(Supplied records Opens)

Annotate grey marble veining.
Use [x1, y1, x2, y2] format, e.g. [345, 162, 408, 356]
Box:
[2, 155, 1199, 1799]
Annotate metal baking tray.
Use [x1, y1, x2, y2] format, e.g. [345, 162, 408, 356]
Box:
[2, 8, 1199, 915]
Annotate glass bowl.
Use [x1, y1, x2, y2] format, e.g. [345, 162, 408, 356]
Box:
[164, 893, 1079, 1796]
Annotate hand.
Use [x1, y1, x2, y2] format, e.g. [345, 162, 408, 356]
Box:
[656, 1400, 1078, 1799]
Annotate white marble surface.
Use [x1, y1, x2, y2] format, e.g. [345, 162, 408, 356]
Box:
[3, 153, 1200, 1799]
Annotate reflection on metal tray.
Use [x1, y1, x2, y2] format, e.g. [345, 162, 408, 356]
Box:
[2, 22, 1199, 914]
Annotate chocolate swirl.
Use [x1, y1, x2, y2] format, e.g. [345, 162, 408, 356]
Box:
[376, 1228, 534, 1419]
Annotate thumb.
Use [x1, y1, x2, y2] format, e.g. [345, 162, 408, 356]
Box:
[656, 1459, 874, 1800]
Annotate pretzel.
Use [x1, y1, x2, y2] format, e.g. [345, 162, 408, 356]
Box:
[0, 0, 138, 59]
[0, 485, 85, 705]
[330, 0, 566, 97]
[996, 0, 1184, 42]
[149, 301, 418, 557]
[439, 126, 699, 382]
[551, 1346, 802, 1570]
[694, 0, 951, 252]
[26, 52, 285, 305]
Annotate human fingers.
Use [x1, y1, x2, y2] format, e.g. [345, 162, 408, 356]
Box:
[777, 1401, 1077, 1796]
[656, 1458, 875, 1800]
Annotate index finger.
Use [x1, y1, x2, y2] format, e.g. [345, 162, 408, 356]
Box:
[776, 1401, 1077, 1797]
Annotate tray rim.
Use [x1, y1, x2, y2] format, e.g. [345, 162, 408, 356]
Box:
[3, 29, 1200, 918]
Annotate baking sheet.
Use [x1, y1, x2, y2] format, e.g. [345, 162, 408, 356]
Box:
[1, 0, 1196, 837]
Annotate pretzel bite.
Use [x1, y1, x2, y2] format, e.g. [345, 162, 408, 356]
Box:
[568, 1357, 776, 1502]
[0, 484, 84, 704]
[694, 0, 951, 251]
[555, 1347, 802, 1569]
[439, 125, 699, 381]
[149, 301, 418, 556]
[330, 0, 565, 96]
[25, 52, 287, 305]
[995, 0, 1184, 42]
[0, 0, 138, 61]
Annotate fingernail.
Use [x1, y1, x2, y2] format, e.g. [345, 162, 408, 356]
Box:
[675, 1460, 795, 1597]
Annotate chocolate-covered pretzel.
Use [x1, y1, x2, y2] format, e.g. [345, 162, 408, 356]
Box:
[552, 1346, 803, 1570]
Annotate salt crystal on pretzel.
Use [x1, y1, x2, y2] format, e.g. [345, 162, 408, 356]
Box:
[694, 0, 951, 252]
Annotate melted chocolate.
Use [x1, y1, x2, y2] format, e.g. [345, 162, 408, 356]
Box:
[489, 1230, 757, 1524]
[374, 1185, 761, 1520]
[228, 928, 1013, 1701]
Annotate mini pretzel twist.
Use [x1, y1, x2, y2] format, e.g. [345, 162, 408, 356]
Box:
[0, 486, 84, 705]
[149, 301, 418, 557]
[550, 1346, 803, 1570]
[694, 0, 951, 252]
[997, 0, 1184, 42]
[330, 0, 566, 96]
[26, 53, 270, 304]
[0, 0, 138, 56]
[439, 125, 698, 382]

(Supplied records Closes)

● **What to do**:
The answer must be every line from the records above that contains the word "marble", copied out.

● **Response**:
Annotate grey marble veining.
Annotate white marble surface.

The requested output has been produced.